§ PROBLEM TO WORK ON
Please count how many lines in the records below contain the word "negative" and give only that number.

§ SUPPLIED RECORDS
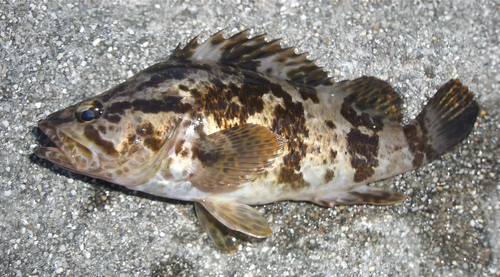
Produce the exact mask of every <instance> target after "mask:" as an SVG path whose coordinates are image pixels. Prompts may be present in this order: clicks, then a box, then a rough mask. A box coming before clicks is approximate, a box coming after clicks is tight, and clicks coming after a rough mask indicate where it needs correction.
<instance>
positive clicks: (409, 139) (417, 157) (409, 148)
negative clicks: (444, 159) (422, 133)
mask: <svg viewBox="0 0 500 277" xmlns="http://www.w3.org/2000/svg"><path fill="white" fill-rule="evenodd" d="M403 132H404V134H405V138H406V143H408V148H409V149H410V151H411V153H412V154H413V161H412V164H413V166H415V167H419V166H421V165H422V164H423V162H424V150H425V141H424V139H423V137H422V133H421V131H419V129H418V128H417V126H415V125H413V124H410V125H406V126H405V127H404V128H403Z"/></svg>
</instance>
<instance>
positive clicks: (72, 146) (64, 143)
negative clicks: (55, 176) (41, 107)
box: [35, 120, 92, 172]
mask: <svg viewBox="0 0 500 277" xmlns="http://www.w3.org/2000/svg"><path fill="white" fill-rule="evenodd" d="M38 127H39V128H40V129H41V130H42V132H43V133H44V134H45V135H46V136H47V137H48V138H49V139H50V140H51V141H52V142H53V143H54V145H55V146H56V147H39V148H37V149H36V150H35V155H37V156H38V157H39V158H42V159H46V160H48V161H50V162H52V163H54V164H56V165H57V166H59V167H61V168H64V169H67V170H70V171H74V172H83V171H85V170H86V169H88V168H89V166H90V164H91V162H92V151H90V149H88V148H87V147H86V146H85V145H83V144H82V143H80V142H78V141H76V140H75V139H73V138H72V137H71V136H70V135H69V134H67V133H66V132H64V131H63V130H62V129H61V128H58V127H57V126H56V125H54V124H53V123H51V122H50V121H47V120H41V121H39V122H38Z"/></svg>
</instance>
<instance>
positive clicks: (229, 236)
mask: <svg viewBox="0 0 500 277" xmlns="http://www.w3.org/2000/svg"><path fill="white" fill-rule="evenodd" d="M194 209H195V211H196V216H197V217H198V221H199V222H200V225H201V228H203V230H205V232H207V234H208V237H209V238H210V239H211V240H212V242H213V243H214V245H215V247H217V248H218V249H220V250H225V251H228V250H234V249H236V248H237V247H238V245H239V244H240V243H241V239H240V237H241V236H240V233H238V232H236V231H233V230H231V229H229V228H227V227H226V226H225V225H223V224H222V223H220V221H218V220H217V219H215V217H214V216H213V215H211V214H210V213H209V212H208V211H207V209H205V208H204V207H203V205H202V204H200V203H198V202H195V203H194Z"/></svg>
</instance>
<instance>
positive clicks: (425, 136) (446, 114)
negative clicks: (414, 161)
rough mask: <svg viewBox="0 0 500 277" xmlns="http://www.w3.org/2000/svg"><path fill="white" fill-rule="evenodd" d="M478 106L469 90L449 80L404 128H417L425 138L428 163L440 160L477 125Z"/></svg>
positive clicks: (454, 79)
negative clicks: (438, 158)
mask: <svg viewBox="0 0 500 277" xmlns="http://www.w3.org/2000/svg"><path fill="white" fill-rule="evenodd" d="M478 114H479V105H478V104H477V102H476V100H474V95H473V94H472V93H471V92H469V89H468V87H467V86H463V85H462V83H461V82H460V81H458V80H455V79H452V80H449V81H448V82H447V83H446V84H444V85H443V86H441V88H439V90H438V91H437V92H436V94H435V95H434V96H433V97H432V98H431V99H430V100H429V102H428V103H427V105H426V106H425V107H424V109H423V110H422V112H421V113H420V114H419V115H418V116H417V117H416V118H415V120H414V121H413V122H412V123H410V124H409V125H408V126H405V128H410V127H409V126H412V125H417V126H419V127H420V130H421V132H422V133H423V135H424V138H423V139H424V143H423V145H424V146H423V147H424V149H423V151H424V152H425V158H426V162H431V161H432V160H434V159H436V158H438V157H439V156H440V155H442V154H444V153H445V152H447V151H448V150H450V149H451V148H453V147H454V146H456V145H457V144H459V143H460V142H461V141H462V140H464V139H465V138H466V137H467V136H468V135H469V133H470V132H471V130H472V128H473V127H474V123H475V122H476V118H477V115H478Z"/></svg>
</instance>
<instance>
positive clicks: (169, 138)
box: [36, 31, 479, 249]
mask: <svg viewBox="0 0 500 277" xmlns="http://www.w3.org/2000/svg"><path fill="white" fill-rule="evenodd" d="M223 33H224V31H221V32H219V33H217V34H215V35H213V36H212V37H210V38H209V39H208V40H207V41H205V42H204V43H202V44H199V43H198V37H196V38H194V39H193V40H192V41H191V42H189V43H188V44H187V45H186V46H185V47H184V48H181V47H180V44H179V46H178V47H177V48H176V49H175V51H174V52H173V54H172V57H171V58H170V59H169V60H167V61H165V62H160V63H158V64H155V65H153V66H151V67H148V68H146V69H145V70H143V71H141V72H139V73H137V74H136V75H135V76H133V77H131V78H130V79H128V80H127V81H126V82H124V83H122V84H119V85H117V86H116V87H114V88H111V89H110V90H108V91H106V92H104V93H102V94H100V95H97V96H94V97H91V98H88V99H85V100H83V101H82V102H80V103H78V104H76V105H74V106H70V107H68V108H66V109H63V110H61V111H58V112H55V113H53V114H51V115H49V116H48V117H47V118H46V119H44V120H41V121H40V122H39V123H38V126H39V127H40V129H41V130H42V131H43V132H44V133H45V134H46V135H47V137H48V138H49V139H50V140H51V141H52V142H53V143H54V145H55V146H56V147H42V148H38V149H37V150H36V155H37V156H38V157H40V158H43V159H46V160H49V161H51V162H52V163H54V164H56V165H57V166H59V167H61V168H64V169H67V170H69V171H72V172H76V173H80V174H84V175H87V176H91V177H93V178H99V179H103V180H106V181H109V182H112V183H115V184H119V185H122V186H125V187H127V188H129V189H132V190H137V191H143V192H146V193H149V194H153V195H157V196H161V197H166V198H172V199H179V200H184V201H193V202H194V203H195V210H196V214H197V216H198V220H199V222H200V224H201V226H202V228H203V229H204V230H205V231H206V232H207V233H208V235H209V237H210V238H211V239H212V241H213V242H214V243H215V245H216V247H218V248H219V249H233V248H235V247H236V246H237V244H238V240H237V239H235V235H234V233H235V231H237V232H241V233H243V234H247V235H250V236H253V237H266V236H269V235H270V234H271V233H272V231H271V229H270V228H269V226H268V224H267V222H266V220H265V219H264V217H263V216H262V215H261V214H259V212H257V211H256V210H255V209H254V208H252V207H250V206H249V205H262V204H266V203H271V202H276V201H284V200H295V201H310V202H313V203H315V204H317V205H321V206H326V207H333V206H335V205H340V204H342V205H355V204H358V205H359V204H373V205H385V204H394V203H399V202H401V201H402V200H403V199H404V198H405V195H404V194H401V193H398V192H394V191H387V190H383V189H379V188H373V187H369V186H367V184H368V183H371V182H375V181H378V180H382V179H386V178H389V177H392V176H395V175H397V174H400V173H403V172H406V171H409V170H413V169H415V168H418V167H420V166H422V165H425V164H427V163H429V162H431V161H433V160H434V159H436V158H438V157H439V156H440V155H441V154H443V153H445V152H446V151H448V150H450V149H451V148H453V147H454V146H455V145H457V144H459V143H460V142H461V141H462V140H463V139H464V138H466V137H467V136H468V134H469V132H470V131H471V129H472V128H473V126H474V122H475V121H476V117H477V115H478V111H479V107H478V104H477V102H476V101H475V100H474V99H473V98H474V97H473V95H472V93H470V92H469V91H468V88H467V87H466V86H462V84H461V83H460V82H459V81H458V80H450V81H448V82H447V83H445V84H444V85H443V86H442V87H441V88H439V90H438V91H437V92H436V94H435V95H434V96H433V97H432V98H431V99H430V100H429V101H428V103H427V105H426V106H425V107H424V108H423V110H422V112H421V113H420V114H419V115H418V116H417V117H416V118H415V119H414V120H413V121H411V122H410V123H409V124H408V125H403V124H402V111H401V105H402V100H401V97H400V96H399V95H398V94H397V93H395V92H394V90H393V88H392V87H391V86H390V85H389V84H388V83H387V82H385V81H383V80H380V79H378V78H375V77H361V78H359V79H356V80H346V81H341V82H335V81H333V80H332V78H330V77H328V73H327V72H325V71H324V70H323V68H320V67H318V66H316V64H315V62H314V61H310V60H308V59H307V58H306V57H307V54H306V53H304V54H296V53H295V48H293V47H291V48H285V49H282V48H281V46H280V40H273V41H270V42H268V41H267V40H266V37H265V35H261V36H256V37H254V38H251V39H249V38H247V35H248V31H244V32H241V33H239V34H237V35H234V36H232V37H230V38H228V39H225V38H224V37H223Z"/></svg>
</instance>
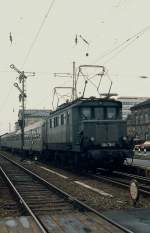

§ RESPONSE BOX
4